§ Reading passage:
· · · · ·

According to the head of the Thessaloniki hoteliers' union Aristotelis Thomopoulos, the city's hoteliers showed little interest in the aid organisations' requests to put up refugees. "We sent the relevant requests to our members in early autumn but there was no significant response," he said. Since the start of last year, he pointed out, hotels in the area have been experiencing an economic recovery and seen a large increase in the number of Greek guests, while there was no change in the number of foreign guests.

Halkidiki hoteliers opposed to taking refugees

"We have to protect our tourism product," said the head of the Halkidiki hoteliers' union Grigoris Tasios, who opposed the arrival of refugees in the area under a Norwegian Refugee Council (NRC) programme. "We are not saying that they should not have hospitality but the government must understand that there is a 'conflict of interest' in a region that has lost a large part of its tourism," he explained. Hospitality structures for refugees must be built in Greece's interior, he added.
"We disagree with hosting them in infrastructure that is in tourist areas and 'throwing away' the more general economic benefit for a fleeting 2-3 month profit from the rents paid by non-governmental organisations (NGOs)," Tasios said. 
In spite of the reactions, three tourist facilities in Halkidiki have so far signed leases with the NRC and the first refugees have been installed.

· · · · ·

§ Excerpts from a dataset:
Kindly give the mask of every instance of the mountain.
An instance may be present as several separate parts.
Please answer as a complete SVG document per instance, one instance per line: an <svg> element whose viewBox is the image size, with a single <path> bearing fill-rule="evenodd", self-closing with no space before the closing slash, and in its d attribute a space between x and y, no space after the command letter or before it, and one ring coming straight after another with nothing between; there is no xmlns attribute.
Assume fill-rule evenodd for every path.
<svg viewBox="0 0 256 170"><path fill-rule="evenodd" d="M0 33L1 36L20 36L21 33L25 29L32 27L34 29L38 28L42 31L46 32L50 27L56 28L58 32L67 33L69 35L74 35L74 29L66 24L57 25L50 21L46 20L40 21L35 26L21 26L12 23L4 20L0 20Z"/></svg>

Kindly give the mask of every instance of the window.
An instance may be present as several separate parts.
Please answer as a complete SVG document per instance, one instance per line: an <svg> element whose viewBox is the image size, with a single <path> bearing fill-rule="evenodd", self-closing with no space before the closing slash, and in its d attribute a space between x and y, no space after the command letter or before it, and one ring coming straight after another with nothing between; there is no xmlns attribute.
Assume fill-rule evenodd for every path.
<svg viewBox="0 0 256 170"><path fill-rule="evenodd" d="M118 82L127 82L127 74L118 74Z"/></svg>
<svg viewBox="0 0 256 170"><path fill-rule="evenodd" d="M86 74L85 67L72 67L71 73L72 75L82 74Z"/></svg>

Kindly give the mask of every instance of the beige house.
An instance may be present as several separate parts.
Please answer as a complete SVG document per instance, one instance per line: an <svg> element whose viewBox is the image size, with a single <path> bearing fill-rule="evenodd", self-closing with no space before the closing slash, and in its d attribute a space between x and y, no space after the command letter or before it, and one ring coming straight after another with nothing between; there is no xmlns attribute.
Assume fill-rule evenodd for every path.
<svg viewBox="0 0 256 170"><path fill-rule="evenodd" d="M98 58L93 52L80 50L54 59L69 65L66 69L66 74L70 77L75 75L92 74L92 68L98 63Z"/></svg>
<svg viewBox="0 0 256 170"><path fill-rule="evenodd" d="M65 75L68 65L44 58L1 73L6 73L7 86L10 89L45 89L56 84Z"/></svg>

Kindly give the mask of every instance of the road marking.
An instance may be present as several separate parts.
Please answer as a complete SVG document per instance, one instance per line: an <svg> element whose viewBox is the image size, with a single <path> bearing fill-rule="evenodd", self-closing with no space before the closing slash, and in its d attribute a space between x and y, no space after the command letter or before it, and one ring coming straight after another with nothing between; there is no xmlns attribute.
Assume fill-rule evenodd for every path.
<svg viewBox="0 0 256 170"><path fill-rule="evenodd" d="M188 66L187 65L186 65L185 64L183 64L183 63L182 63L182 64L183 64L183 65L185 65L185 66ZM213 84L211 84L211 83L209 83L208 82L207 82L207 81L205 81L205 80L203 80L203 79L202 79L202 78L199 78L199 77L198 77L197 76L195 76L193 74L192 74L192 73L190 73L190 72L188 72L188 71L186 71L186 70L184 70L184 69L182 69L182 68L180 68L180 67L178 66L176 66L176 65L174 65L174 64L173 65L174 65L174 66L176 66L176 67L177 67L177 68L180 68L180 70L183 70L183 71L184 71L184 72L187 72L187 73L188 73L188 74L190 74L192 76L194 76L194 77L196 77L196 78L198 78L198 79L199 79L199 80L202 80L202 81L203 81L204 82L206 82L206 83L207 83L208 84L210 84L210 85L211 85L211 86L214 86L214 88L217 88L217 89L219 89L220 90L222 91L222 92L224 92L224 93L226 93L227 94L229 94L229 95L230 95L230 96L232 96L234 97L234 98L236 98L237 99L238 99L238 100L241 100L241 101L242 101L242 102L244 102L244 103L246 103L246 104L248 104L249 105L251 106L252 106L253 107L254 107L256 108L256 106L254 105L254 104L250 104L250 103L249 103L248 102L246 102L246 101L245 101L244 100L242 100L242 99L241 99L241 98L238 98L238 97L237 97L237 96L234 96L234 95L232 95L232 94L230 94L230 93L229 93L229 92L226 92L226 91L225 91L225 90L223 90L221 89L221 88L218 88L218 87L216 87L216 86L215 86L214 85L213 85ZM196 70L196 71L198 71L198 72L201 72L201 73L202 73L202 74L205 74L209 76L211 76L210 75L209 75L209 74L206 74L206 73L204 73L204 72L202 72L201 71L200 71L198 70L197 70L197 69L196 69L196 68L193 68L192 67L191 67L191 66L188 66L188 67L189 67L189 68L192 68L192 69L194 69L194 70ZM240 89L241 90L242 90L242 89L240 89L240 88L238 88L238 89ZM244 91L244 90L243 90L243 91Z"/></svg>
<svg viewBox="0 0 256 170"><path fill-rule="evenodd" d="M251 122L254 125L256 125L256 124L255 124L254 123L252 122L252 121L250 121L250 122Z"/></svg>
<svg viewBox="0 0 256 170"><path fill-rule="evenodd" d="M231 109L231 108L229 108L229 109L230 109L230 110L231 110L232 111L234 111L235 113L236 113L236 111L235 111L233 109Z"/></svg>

· · · · ·

§ Required tasks:
a - In the text about hoteliers and refugees in northern Greece, where did Grigoris Tasios say housing for refugees should be built?
b - Pick up the text about Greek hoteliers and refugees right after its last sentence and keep it going.

§ Exercise responses:
a - In Greece's interior.

b -
According to the NRC's head for Greece Gianmaria Pinto, only 2.4 pct of the hotels contacted by the humanitarian aid organisation have agreed to take refugees, despite repeated attempts.
"Many owners were reluctant to accept refugees to stay, thinking that they will damage their hotel's reputation and that tourists will not come in the summer. We understand that some municipalities discouraged other hotels. It is important to explain that a rental period of two months outside the tourist season will give us more time to find apartments. We provide payment for hotels and apartments at a time that would otherwise be quiet. We hope that the Greek people can accept this as an opportunity," he said.
Pinto said that the NRC's Urban Housing and Response programme covers seeks to eventually transfer the most vulnerable individuals among the refugees to apartments. The wintry conditions and the lack of improvements to refugee accommodation had forced the NRC to change the programme requirements and start moving people to hotels early as an emergency measure, he explained.
"Allowing refugees and migrants to live in safety and dignity must be our main aim. This is not possible with the use of warehouses and facilities with tents, so the NRC is working with Greek authorities and NGOs, using EU funding, to allow children, women and men to move to apartments and hotels," he said.
The hotels and apartments programme is financed by the European Commission until the end of July, with a budget of 1.8 million euros, and has so far transferred more than 400 people.
Among them were a newly-wed couple from Syria, Baser and Samar, who have been in Greece for 10 months and are expecting their first child. They lived on the islands and then in a camp in the interior without, as they said, "experiencing one good day as newly-weds".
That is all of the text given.